Records for processing:

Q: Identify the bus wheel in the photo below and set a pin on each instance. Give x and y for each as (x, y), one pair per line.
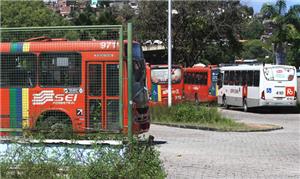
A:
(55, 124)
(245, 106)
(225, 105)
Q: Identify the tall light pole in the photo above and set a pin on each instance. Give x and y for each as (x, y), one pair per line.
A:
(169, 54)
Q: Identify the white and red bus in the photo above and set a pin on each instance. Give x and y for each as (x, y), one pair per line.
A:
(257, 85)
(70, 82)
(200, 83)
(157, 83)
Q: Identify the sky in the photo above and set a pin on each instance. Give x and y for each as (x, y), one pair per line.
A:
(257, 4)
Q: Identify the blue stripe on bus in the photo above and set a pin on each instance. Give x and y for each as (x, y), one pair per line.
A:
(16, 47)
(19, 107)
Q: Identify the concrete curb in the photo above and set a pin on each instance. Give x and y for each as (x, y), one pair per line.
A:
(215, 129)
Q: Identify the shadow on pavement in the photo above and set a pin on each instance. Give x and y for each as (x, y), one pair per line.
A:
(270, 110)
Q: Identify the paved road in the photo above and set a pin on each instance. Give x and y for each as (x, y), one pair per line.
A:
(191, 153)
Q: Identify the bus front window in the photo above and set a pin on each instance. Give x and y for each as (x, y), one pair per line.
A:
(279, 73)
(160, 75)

* * *

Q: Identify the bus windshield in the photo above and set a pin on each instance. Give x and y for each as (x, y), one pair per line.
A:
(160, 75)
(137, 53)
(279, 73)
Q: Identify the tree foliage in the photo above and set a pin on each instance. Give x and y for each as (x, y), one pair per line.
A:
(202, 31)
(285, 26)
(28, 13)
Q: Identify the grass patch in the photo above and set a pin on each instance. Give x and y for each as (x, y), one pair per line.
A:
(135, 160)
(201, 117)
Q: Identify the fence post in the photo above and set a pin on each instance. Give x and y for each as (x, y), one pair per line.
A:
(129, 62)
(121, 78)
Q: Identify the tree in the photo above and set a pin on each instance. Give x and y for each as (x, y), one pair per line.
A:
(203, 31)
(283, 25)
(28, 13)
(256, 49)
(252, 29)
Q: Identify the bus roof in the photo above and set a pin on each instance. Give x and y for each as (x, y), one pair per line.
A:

What is expected:
Write down again, exactly as given, only the lines above that fall from the line with "Q: Identify the bus windshield" to the line with "Q: Identify the tree foliage", inclusive.

Response:
Q: Identify the bus windshield in the photo above and set a pin on each instance. Give x and y for each as (x, y), one pair per line.
A:
(160, 75)
(137, 53)
(279, 73)
Q: Identify the tree foliage in the photo above and set a pin on each instance. Give x and y for each as (x, y), one pair per line.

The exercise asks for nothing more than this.